Pilgrims of Christ’s Mission

Menemukan Tuhan dalam Jejak Ignatius

Date

Perjalanan Ziarah Jesuit:

Kata-kata Santo Ignatius Loyola, “Pergilah dan lakukanlah segala sesuatu demi kemuliaan Allah yang lebih besar,” menjadi jiwa dari Perjalanan Ziarah Jesuit Indonesia bersama Rich Tour. Ziarah yang diselenggarakan oleh Development Office Serikat Jesus Provinsi Indonesia ini adalah sebuah undangan untuk memasuki ruang perjumpaan yang mendalam dengan Allah melalui jejak hidup Sang Pendiri. Perziarahan ini bukan sekadar perjalanan geografis, melainkan sebuah perjalanan batin untuk menemukan kembali makna panggilan dan misi hidup. Seluruh benefit finansial dari ziarah ini disumbangkan untuk pendidikan calon Imam Serikat Jesus. Selama 14 hari, 66 peziarah yang datang dari Jakarta, Semarang, Yogyakarta, Surabaya, Muntilan, Pontianak, dan berbagai kota lainnya menyusuri tempat-tempat bersejarah yang membentuk spiritualitas Ignasian.

 

Belajar Kerendahan Hati di Montserrat dan Manresa

Perjalanan ziarah dimulai dari Barcelona, berlanjut ke Montserrat. Di sinilah kami terdiam, teringat kisah Ignatius yang menanggalkan manusia lamanya dengan meletakkan pedang dan kebanggaannya di depan Bunda Maria. Langkah sederhana itu penuh keberanian dan kerendahan hati. Keheningan yang sama terasa di The Sanctuary of the Cave of Saint Ignatius di Manresa. Di sana, hati kami tersentuh. Dalam keheningan itu, kami menyadari betapa seringnya kita bergumul untuk melepaskan hal-hal duniawi: keinginan untuk dihargai, rasa nyaman, dan takut kehilangan. Melepaskannya memang tidak mudah, tetapi di Manresa kami merasakan Tuhan menanti dengan sabar siapa pun yang mau kembali dengan hati tulus.

 

Kunjungan ke Hospital of la Magdalena, tempat Ignatius merawat orang sakit, semakin mengajarkan kerendahan hati. Dari seorang kesatria gagah, ia rela turun tangan melayani. Kami pun tersadar: betapa seringnya pelayanan kami masih diwarnai keinginan untuk dilihat, diakui, atau bahkan mengharapkan balasan. Ignatius mengajarkan untuk melayani dengan tulus, tanpa mencari pengakuan.

[SOAL]: Menurut teks latihan tentang ziarah Jesuit di atas, untuk apa seluruh benefit finansial dari ziarah itu disumbangkan?

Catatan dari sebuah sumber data

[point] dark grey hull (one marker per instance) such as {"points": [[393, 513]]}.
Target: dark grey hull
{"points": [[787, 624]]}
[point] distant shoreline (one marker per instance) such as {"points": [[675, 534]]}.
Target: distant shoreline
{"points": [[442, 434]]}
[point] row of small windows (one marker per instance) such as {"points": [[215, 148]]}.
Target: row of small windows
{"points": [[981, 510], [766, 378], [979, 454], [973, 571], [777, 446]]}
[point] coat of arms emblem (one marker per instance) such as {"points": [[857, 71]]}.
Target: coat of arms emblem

[JAWABAN]: Untuk pendidikan calon Imam Serikat Jesus.